> [Problem 1]:
In the dinner blog post below, which brand of frozen potato pancakes was used for the appetizer?

Monday, December 26, 2011

Welcome Michael and Tamara










Michael and Tamara were visiting us from Minneapolis and we decided to have a dinner for them. Robert and Darryl joined us.

We started with Mini-Potato Pancakes topped with smoked Salmon and Caviar and Crème Fresh. This is an easy appetizer made even easier by using frozen potato pancakes! We used Linda’s Gourmet Latkes. We purchased them at Whole Food. Not as good as homemade, but a whole lot cleaner, with no splattered fat from the frying.

For the main course we started with Butternut Squash And Tomato Soup from The Foods of Morocco by Paula Wolfert. This is an incredible soup. Everyone swoons over it. It has the flavor of butternut squash but is kicked up to an entirely different level by the addition of the Harissa Spice mixture that we bought at McCall’s Meat and Fish. You just keep adding the Harissa until you reach the level of heat that you like. You can find the recipe for the soup in our blog of Nov. 5, 2011. Click the date to get the recipe.

> [Problem 2]:
How many lines in the records below contain the word "neck"? Reply with the number only.

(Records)
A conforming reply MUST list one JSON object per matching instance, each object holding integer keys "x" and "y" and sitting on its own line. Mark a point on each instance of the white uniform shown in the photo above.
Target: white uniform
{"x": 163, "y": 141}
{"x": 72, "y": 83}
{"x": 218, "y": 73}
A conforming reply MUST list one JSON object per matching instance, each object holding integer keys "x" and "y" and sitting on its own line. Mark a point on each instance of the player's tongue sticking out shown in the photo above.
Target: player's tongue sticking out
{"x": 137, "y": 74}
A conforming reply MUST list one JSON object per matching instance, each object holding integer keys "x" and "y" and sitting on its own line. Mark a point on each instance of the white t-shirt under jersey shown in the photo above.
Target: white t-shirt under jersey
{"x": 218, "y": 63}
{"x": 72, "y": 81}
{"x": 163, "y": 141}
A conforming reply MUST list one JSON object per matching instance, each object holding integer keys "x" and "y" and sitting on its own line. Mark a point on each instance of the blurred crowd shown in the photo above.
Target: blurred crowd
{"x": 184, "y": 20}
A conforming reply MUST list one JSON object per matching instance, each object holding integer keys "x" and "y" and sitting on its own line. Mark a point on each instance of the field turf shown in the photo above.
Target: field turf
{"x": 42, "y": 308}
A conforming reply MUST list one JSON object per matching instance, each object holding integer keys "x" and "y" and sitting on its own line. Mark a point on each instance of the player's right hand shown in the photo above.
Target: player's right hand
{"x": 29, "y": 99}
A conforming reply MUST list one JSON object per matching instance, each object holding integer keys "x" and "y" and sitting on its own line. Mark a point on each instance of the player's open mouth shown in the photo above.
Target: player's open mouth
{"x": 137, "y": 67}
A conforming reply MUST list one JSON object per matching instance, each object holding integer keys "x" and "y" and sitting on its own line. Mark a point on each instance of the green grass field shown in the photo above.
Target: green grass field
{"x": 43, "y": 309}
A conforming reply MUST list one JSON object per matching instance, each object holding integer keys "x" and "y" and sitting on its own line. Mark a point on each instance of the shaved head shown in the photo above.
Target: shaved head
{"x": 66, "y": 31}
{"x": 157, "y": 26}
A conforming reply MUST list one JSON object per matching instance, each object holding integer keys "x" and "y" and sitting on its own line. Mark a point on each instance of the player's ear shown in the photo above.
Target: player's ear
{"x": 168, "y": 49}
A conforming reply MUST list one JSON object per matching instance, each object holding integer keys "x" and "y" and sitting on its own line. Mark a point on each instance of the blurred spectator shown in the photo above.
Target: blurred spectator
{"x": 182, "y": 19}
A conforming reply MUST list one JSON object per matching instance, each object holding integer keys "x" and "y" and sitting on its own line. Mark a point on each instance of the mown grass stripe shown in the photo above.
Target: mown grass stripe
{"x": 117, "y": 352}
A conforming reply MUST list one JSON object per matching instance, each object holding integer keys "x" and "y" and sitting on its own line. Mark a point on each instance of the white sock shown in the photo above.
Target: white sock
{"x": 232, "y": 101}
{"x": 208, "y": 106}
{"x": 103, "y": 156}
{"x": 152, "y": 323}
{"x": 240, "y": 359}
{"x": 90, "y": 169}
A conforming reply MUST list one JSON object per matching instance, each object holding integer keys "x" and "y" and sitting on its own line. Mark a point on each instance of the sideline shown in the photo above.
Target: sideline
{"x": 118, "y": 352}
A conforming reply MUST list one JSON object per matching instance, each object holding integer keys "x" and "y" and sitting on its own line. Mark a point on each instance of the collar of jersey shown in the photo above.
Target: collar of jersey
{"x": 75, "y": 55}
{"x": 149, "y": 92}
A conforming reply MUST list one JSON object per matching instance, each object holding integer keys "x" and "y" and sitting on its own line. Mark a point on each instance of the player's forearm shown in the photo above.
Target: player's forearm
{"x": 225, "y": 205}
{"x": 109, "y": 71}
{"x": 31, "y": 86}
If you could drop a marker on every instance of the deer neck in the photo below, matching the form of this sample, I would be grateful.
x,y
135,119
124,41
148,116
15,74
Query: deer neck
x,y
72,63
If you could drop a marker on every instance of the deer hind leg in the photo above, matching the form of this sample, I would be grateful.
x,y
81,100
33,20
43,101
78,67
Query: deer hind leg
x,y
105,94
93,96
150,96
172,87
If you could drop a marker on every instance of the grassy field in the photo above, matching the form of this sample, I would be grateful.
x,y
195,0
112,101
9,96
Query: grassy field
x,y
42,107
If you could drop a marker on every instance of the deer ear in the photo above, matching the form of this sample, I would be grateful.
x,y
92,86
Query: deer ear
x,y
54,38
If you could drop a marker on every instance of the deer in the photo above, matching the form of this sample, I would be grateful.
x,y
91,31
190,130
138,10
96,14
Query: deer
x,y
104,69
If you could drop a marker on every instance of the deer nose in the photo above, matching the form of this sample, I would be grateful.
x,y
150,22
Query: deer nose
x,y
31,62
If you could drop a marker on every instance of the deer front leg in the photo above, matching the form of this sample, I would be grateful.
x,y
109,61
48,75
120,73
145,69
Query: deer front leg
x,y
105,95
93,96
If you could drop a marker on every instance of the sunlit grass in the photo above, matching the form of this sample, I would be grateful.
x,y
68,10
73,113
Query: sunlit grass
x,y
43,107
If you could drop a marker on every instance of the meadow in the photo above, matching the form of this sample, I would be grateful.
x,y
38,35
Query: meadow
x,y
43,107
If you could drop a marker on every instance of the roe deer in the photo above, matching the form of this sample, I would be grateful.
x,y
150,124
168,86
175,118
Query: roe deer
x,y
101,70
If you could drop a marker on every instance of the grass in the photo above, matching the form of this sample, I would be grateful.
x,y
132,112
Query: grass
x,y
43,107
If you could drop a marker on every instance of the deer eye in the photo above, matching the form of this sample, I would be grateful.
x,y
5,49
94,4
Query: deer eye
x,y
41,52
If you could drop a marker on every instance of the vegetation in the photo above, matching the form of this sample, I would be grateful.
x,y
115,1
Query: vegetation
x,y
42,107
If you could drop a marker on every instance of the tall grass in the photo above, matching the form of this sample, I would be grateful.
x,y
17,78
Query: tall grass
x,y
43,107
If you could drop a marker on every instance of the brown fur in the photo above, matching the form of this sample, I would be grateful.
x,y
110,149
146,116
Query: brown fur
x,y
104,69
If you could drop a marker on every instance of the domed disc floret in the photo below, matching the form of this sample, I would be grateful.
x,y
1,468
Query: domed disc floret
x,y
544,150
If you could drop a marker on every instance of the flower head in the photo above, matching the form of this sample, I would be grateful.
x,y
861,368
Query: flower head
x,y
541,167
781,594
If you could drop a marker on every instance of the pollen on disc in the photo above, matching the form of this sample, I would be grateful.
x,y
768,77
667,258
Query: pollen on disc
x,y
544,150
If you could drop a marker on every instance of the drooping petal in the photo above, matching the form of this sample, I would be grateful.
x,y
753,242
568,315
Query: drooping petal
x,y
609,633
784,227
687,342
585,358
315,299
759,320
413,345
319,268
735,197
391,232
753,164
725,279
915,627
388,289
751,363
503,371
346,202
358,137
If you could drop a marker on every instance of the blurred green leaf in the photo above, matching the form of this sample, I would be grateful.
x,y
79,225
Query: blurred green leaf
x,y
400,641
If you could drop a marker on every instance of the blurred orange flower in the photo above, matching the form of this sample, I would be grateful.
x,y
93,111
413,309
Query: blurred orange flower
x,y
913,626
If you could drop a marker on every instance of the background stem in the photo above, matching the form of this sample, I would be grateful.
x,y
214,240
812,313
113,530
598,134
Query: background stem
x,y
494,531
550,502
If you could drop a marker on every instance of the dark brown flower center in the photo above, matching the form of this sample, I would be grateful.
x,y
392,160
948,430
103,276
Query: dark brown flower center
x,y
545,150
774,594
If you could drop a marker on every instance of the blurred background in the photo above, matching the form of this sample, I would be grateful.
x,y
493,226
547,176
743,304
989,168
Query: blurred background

> [Exercise solution 1]:
Linda's Gourmet Latkes

> [Exercise solution 2]:
2